___ PAGE

In Wiggins, the victim — seventeen at the time of trial — testified that the defendant, her father, had sexual intercourse and oral sex with her while she was between the ages of nine and fifteen years old. Id. at 586, 589 S.E.2d at 405. The victim testified that during those years the frequency with which the defendant engaged her in sexual acts increased from once or twice a month to four or five times a week. Id. The defendant was indicted for statutory rape and statutory sexual offense occurring between 1 May 1998 and 30 September 1998. He was found guilty of five counts of statutory rape and two counts of statutory sexual offense. On appeal, the defendant argued insufficiency of the evidence where the victim failed to testify to the specific dates on which “the alleged acts occurred.” Id. at 590, 589 S.E.2d at 407. We held

[a] child’s uncertainty as to the time or particular day the offense charged was committed goes to the weight of the testimony rather than its admissibility, and nonsuit may not be allowed on the ground that the State’s evidence fails to fix any definite time when the offense was committed where there is sufficient evidence that the defendant committed each essential act of the offense.

*179 Id. at 590, 589 S.E.2d at 407-08 (citing State v. Brothers, 151 N.C. App. 71, 81, 564 S.E.2d 603, 609 (2002)).

In the case sub judice, Marvin testified that defendant demanded he perform sexual acts at least once a week during the time Marvin was in the sixth and seventh grades, with only three or four weeks in which defendant did not commit sexual acts on or in the presence of Marvin. Marvin testified that during his sixth grade school year, defendant required that Marvin masturbate him once a week. In addition, with growing frequency over this time, defendant would make Marvin watch him masturbate, and make Marvin masturbate himself as well. Marvin testified that during his seventh grade school year, defendant made Marvin watch him masturbate but, also, made Marvin perform fellatio on him once a week. Upon arrest, defendant was charged with thirty-six counts of sexual acts — twenty-four counts of indecent liberties with a child, six counts of first-degree statutory sex offense with a child under the age of thirteen, and six counts of second-degree sex offense.

In his testimony, Marvin clearly described discrete instances of different types of sexual acts perpetrated upon him by defendant over a long period of time. Taking this evidence, in the light most favorable to the State, it was sufficient to withstand defendant’s motion to dismiss the charges against him. See id.

[2] Defendant further argues that because the indictments do not distinguish the separate acts, there is a possibility the jury verdicts were not unanimous as to all of the convictions. We note the trial court was not presented with this argument.

Generally, a failure to object to an alleged error of the trial court precludes the defendant from raising the issue on appeal. However, “ [violations of constitutional rights, such as the right to a unanimous verdict,... are not waived by the failure to object at trial and may be raised for the first time on appeal.” Id. at 592, 589 S.E.2d at 409. We direct defendant’s attention to State v. Lawrence, 360 N.C. 368, 627 S.E.2d 609 (2006), in conjunction with Wiggins, 161 N.C. App. 583, 589 S.E.2d 402.

______
___ DATA FOR PROCESSING

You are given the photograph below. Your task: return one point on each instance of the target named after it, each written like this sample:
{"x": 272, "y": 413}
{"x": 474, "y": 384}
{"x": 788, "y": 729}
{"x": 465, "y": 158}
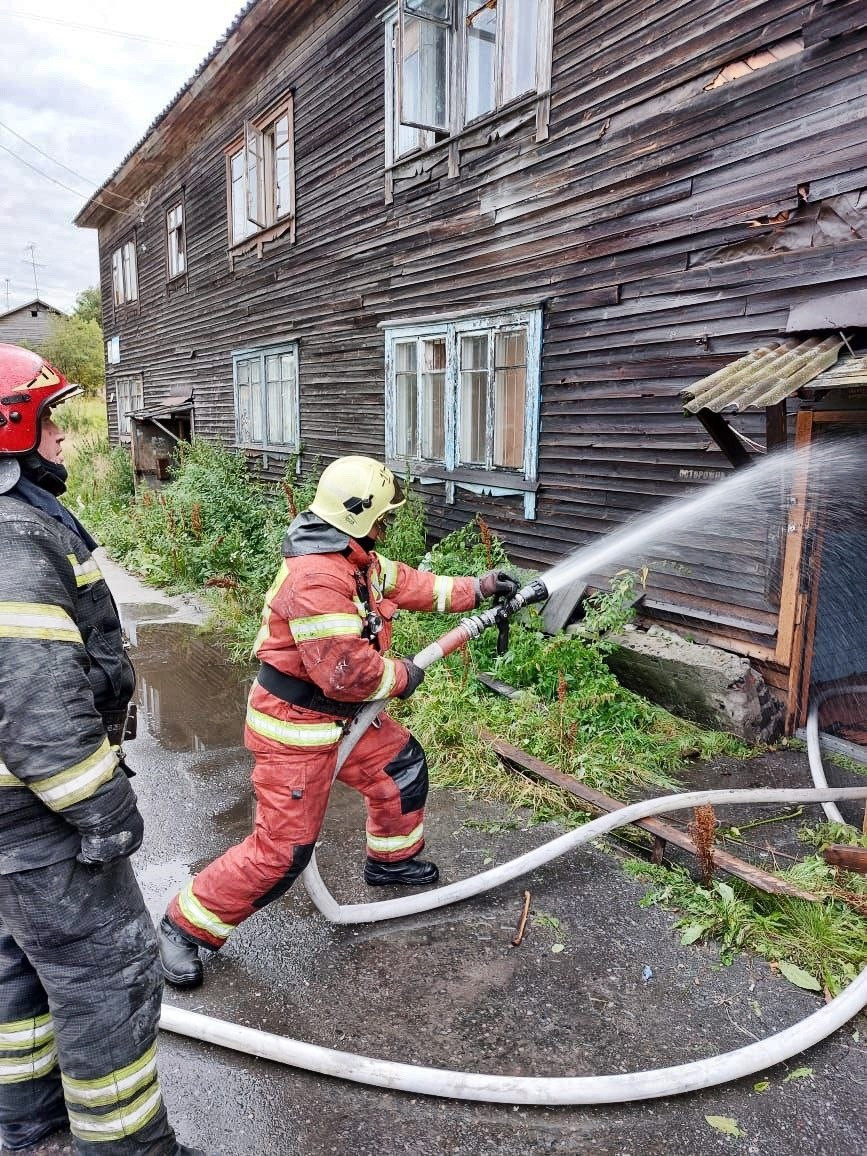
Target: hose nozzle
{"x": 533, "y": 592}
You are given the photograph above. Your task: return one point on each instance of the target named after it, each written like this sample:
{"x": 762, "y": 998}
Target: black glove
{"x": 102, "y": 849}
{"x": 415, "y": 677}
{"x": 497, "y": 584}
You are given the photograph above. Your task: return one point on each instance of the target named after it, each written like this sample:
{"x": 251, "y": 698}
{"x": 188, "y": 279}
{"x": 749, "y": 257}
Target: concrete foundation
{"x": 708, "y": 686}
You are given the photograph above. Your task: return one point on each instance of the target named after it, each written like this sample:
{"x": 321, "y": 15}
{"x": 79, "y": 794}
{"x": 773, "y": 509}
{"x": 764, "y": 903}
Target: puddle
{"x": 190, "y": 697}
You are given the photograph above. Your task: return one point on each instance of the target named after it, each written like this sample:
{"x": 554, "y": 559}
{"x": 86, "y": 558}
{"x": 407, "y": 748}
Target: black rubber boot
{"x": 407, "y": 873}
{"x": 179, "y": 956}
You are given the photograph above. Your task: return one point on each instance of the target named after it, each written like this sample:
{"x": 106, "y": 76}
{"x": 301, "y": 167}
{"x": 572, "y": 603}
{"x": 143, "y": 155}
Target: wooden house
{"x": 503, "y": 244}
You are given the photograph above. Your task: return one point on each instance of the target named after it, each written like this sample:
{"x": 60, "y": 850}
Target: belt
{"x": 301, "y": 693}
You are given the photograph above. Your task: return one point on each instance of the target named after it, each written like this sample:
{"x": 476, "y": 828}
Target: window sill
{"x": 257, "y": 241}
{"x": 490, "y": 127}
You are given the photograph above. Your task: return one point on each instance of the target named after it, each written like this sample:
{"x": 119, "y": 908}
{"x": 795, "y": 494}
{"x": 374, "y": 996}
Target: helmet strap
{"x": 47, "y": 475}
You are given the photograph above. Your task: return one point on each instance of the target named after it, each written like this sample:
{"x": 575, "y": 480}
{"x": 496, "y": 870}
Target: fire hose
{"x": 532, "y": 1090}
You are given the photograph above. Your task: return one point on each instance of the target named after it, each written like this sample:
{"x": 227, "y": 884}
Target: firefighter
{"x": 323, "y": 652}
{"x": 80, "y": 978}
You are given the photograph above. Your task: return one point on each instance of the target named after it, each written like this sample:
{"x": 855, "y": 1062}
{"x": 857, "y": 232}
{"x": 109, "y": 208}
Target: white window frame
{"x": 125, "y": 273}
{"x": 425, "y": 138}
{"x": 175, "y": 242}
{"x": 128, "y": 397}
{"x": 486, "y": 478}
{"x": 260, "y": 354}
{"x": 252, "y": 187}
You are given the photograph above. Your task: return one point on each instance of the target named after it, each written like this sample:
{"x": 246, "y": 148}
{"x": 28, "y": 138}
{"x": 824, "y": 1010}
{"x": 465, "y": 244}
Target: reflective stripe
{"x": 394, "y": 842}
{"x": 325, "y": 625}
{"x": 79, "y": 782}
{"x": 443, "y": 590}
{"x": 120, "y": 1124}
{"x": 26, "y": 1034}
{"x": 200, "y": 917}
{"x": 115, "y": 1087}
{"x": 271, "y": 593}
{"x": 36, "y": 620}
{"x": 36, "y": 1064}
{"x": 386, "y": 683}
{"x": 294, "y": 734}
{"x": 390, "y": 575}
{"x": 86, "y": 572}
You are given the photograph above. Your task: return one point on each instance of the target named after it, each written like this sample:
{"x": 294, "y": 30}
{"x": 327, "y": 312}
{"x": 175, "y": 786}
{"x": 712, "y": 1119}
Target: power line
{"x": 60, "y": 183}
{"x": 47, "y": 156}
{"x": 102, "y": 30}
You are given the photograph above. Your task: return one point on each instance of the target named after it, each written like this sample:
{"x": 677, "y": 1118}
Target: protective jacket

______

§ **THINGS TO DO**:
A: Answer these questions from the court opinion:
(i) Between which two dates did the offenses charged in the Wiggins indictment occur?
(ii) How many counts of indecent liberties with a child was the defendant in the case sub judice charged with?
(iii) Which case does the court direct the defendant's attention to, in conjunction with Wiggins?
B: State how many lines of the records contain the word "black". Reply with the number alone.

§ **OUTPUTS IN ORDER**:
A:
(i) Between 1 May 1998 and 30 September 1998.
(ii) Twenty-four.
(iii) State v. Lawrence, 360 N.C. 368, 627 S.E.2d 609 (2006).

B: 2